(Stored records)
'''
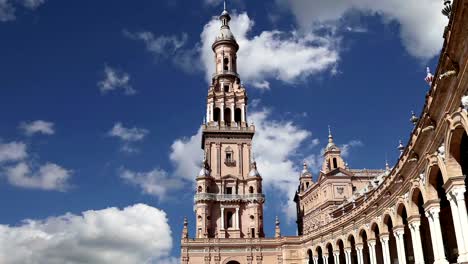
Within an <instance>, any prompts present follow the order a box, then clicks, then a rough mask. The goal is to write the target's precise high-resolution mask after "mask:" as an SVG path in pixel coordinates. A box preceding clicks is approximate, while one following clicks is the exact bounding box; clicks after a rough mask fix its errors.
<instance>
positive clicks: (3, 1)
mask: <svg viewBox="0 0 468 264" xmlns="http://www.w3.org/2000/svg"><path fill="white" fill-rule="evenodd" d="M14 3H18V4H20V5H22V6H23V7H25V8H28V9H30V10H35V9H36V8H38V7H39V6H40V5H42V4H44V3H45V0H17V1H14V0H0V22H6V21H12V20H15V19H16V16H15V11H16V5H15V4H14Z"/></svg>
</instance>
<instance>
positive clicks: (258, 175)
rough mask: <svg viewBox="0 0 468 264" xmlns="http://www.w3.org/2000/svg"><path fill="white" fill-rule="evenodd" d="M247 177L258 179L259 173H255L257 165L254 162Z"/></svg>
mask: <svg viewBox="0 0 468 264" xmlns="http://www.w3.org/2000/svg"><path fill="white" fill-rule="evenodd" d="M249 177H260V173H258V171H257V163H256V162H255V161H254V162H252V165H251V169H250V172H249Z"/></svg>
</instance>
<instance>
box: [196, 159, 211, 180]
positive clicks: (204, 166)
mask: <svg viewBox="0 0 468 264" xmlns="http://www.w3.org/2000/svg"><path fill="white" fill-rule="evenodd" d="M201 167H202V168H201V170H200V172H199V173H198V177H208V176H210V171H209V170H208V169H207V164H206V161H203V162H202V166H201Z"/></svg>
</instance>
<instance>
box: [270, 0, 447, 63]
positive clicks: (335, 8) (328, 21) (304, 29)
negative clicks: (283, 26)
mask: <svg viewBox="0 0 468 264" xmlns="http://www.w3.org/2000/svg"><path fill="white" fill-rule="evenodd" d="M277 2H278V3H280V4H282V5H285V6H287V7H289V8H290V10H291V11H292V13H293V14H294V15H295V17H296V20H297V23H298V24H299V26H300V27H301V28H302V29H303V30H305V31H309V30H311V29H312V28H314V27H315V26H316V25H317V24H318V23H320V24H323V23H332V24H336V23H339V22H340V20H342V19H343V18H344V17H345V15H346V14H348V13H349V12H356V11H357V12H360V13H361V14H363V15H375V14H378V15H381V16H382V18H383V19H384V22H389V21H395V22H397V23H398V24H399V25H400V37H401V41H402V43H403V45H404V46H405V48H406V50H407V51H408V53H409V54H411V55H412V56H414V57H416V58H420V59H430V58H432V57H433V56H435V55H437V54H438V53H439V51H440V48H441V46H442V43H443V39H442V35H443V30H444V27H445V26H446V25H447V22H448V20H447V18H446V17H444V16H443V15H442V14H441V12H440V11H441V9H442V7H443V3H442V1H440V0H410V1H407V0H386V1H376V0H346V1H344V0H329V1H321V0H277ZM341 22H342V21H341Z"/></svg>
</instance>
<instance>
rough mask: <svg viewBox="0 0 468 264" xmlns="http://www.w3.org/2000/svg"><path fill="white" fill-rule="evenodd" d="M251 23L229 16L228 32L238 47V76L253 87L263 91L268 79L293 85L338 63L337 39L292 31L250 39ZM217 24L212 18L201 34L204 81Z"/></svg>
mask: <svg viewBox="0 0 468 264" xmlns="http://www.w3.org/2000/svg"><path fill="white" fill-rule="evenodd" d="M253 26H254V21H253V20H251V19H250V18H249V16H248V15H247V14H246V13H242V14H239V15H237V14H235V15H232V21H231V30H232V31H233V34H234V36H235V37H236V39H237V42H238V43H239V45H240V49H239V52H238V64H239V65H242V67H239V74H240V75H241V77H242V79H243V80H244V81H246V82H248V83H251V84H252V85H253V86H254V87H257V88H261V89H266V88H268V87H269V85H267V82H266V80H267V79H269V78H273V79H277V80H281V81H284V82H294V81H296V80H298V79H300V78H304V77H309V76H311V75H314V74H317V73H321V72H324V71H326V70H331V69H333V68H334V67H335V65H336V63H337V62H338V60H339V54H338V50H337V42H338V39H336V38H331V37H328V36H318V35H315V34H313V33H307V34H299V33H298V32H296V31H292V32H282V31H278V30H273V31H263V32H261V33H260V34H259V35H255V36H253V37H250V35H251V32H252V29H253ZM219 28H220V22H219V20H218V18H213V19H212V20H211V21H210V22H209V23H208V24H206V25H205V27H204V29H203V32H202V34H201V47H200V48H201V50H200V53H201V60H202V62H203V65H204V70H205V73H206V78H207V80H210V78H211V74H212V73H213V72H214V69H215V66H214V59H213V58H214V54H213V51H212V50H211V45H212V44H213V42H214V39H215V37H216V36H217V35H218V34H219Z"/></svg>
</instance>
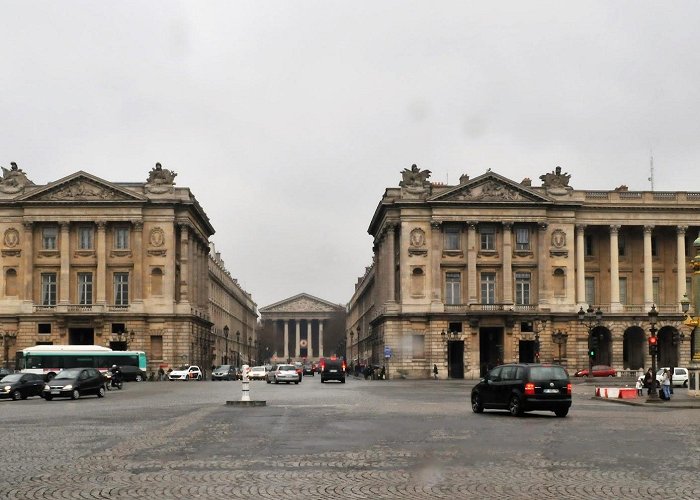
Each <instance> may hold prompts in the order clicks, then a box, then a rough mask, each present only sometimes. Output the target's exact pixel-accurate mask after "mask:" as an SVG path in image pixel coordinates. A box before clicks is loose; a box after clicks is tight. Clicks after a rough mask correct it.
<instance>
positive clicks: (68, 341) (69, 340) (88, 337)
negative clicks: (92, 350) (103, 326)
mask: <svg viewBox="0 0 700 500" xmlns="http://www.w3.org/2000/svg"><path fill="white" fill-rule="evenodd" d="M68 343H69V344H71V345H93V344H94V343H95V330H93V329H92V328H70V329H69V330H68Z"/></svg>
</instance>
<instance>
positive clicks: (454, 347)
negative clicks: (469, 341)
'''
→ Work item
Please output all of the entries exactly as they appear, with no pictures.

→ Answer to the problem
Within an <instance>, any prompts present follow the order a box, then clicks, then a rough mask. The goal is to write the target's precise high-resolution mask after "mask:" as an SVG path in pixel coordinates. A box preceding clicks is approximate, while one following clicks is the exact bounding box; clicks after a rough mask fix its errors.
<instance>
positive clicks: (3, 1)
mask: <svg viewBox="0 0 468 264" xmlns="http://www.w3.org/2000/svg"><path fill="white" fill-rule="evenodd" d="M14 3H18V4H20V5H22V6H23V7H25V8H28V9H30V10H35V9H36V8H38V7H39V6H40V5H42V4H44V3H45V0H17V1H14V0H0V22H6V21H12V20H15V19H16V16H15V11H16V5H15V4H14Z"/></svg>
</instance>
<instance>
positive clicks: (258, 175)
rough mask: <svg viewBox="0 0 468 264" xmlns="http://www.w3.org/2000/svg"><path fill="white" fill-rule="evenodd" d="M247 177L258 179L259 173H255L257 165L254 162Z"/></svg>
mask: <svg viewBox="0 0 468 264" xmlns="http://www.w3.org/2000/svg"><path fill="white" fill-rule="evenodd" d="M249 177H260V173H258V171H257V163H256V162H255V161H254V162H252V165H251V169H250V172H249Z"/></svg>
</instance>
<instance>
box: [196, 159, 211, 180]
positive clicks: (204, 166)
mask: <svg viewBox="0 0 468 264" xmlns="http://www.w3.org/2000/svg"><path fill="white" fill-rule="evenodd" d="M201 167H202V168H201V170H200V172H199V173H198V177H208V176H210V171H209V170H208V169H207V164H206V161H203V162H202V166H201Z"/></svg>
</instance>
<instance>
box: [270, 0, 447, 63]
positive clicks: (335, 8) (328, 21) (304, 29)
negative clicks: (283, 26)
mask: <svg viewBox="0 0 468 264" xmlns="http://www.w3.org/2000/svg"><path fill="white" fill-rule="evenodd" d="M277 2H278V3H280V4H282V5H285V6H287V7H289V8H290V10H291V11H292V13H293V14H294V15H295V17H296V20H297V23H298V24H299V26H300V27H301V28H302V29H303V30H305V31H309V30H311V29H312V28H314V27H315V26H316V25H317V24H318V23H320V24H323V23H332V24H336V23H339V22H340V20H342V19H343V18H344V17H345V15H346V14H348V13H349V12H356V11H357V12H360V13H361V14H363V15H375V14H378V15H381V16H382V18H383V19H384V22H389V21H395V22H397V23H398V24H399V25H400V37H401V41H402V43H403V45H404V46H405V48H406V50H407V51H408V53H409V54H411V55H412V56H414V57H416V58H420V59H430V58H432V57H433V56H435V55H437V54H438V53H439V51H440V48H441V46H442V43H443V39H442V35H443V30H444V27H445V26H446V25H447V22H448V20H447V18H446V17H444V16H443V15H442V14H441V12H440V11H441V9H442V7H443V3H442V1H440V0H410V1H407V0H386V1H376V0H346V1H344V0H329V1H321V0H277ZM341 22H342V21H341Z"/></svg>
</instance>
<instance>
rough mask: <svg viewBox="0 0 468 264" xmlns="http://www.w3.org/2000/svg"><path fill="white" fill-rule="evenodd" d="M251 23L229 16L228 32L238 47V76L253 87L263 91L268 79L293 85L338 63L337 39L292 31L250 39ZM217 24L212 18L201 34L204 81Z"/></svg>
mask: <svg viewBox="0 0 468 264" xmlns="http://www.w3.org/2000/svg"><path fill="white" fill-rule="evenodd" d="M253 26H254V21H253V20H251V19H250V18H249V16H248V15H247V14H246V13H242V14H239V15H237V14H235V15H232V21H231V30H232V31H233V34H234V36H235V37H236V39H237V42H238V43H239V45H240V49H239V52H238V64H239V65H242V67H239V74H240V75H241V77H242V79H243V80H244V81H246V82H248V83H251V84H252V85H253V86H254V87H257V88H261V89H266V88H268V87H269V85H267V82H266V80H267V79H269V78H273V79H277V80H281V81H284V82H294V81H296V80H298V79H300V78H304V77H309V76H311V75H314V74H317V73H321V72H324V71H326V70H331V69H333V68H334V67H335V65H336V63H337V62H338V60H339V54H338V50H337V42H338V39H336V38H331V37H328V36H318V35H315V34H313V33H307V34H299V33H298V32H296V31H292V32H282V31H278V30H273V31H263V32H261V33H260V34H259V35H255V36H253V37H250V35H251V32H252V29H253ZM219 28H220V22H219V20H218V18H213V19H212V20H211V21H210V22H209V23H208V24H206V25H205V27H204V29H203V32H202V34H201V47H200V48H201V50H200V53H201V60H202V62H203V65H204V70H205V73H206V78H207V80H210V78H211V74H212V73H213V72H214V69H215V66H214V59H213V58H214V54H213V51H212V50H211V45H212V44H213V42H214V39H215V37H216V36H217V35H218V34H219Z"/></svg>
</instance>
Each <instance> may hold prompts in the order clicks, then a box, then a rough mask, each present only sometimes. Output the target's exact pixel-accurate mask after "mask:" as an SVG path in image pixel coordinates. A box before clicks is loose; a box after clicks is tight. Clicks after a rough mask correct it.
<instance>
positive clicks: (68, 341) (69, 340) (88, 337)
negative clicks: (92, 350) (103, 326)
mask: <svg viewBox="0 0 700 500" xmlns="http://www.w3.org/2000/svg"><path fill="white" fill-rule="evenodd" d="M68 343H69V344H71V345H93V344H94V343H95V330H93V329H92V328H70V329H69V330H68Z"/></svg>
</instance>
<instance>
positive clicks: (454, 347)
negative clicks: (469, 341)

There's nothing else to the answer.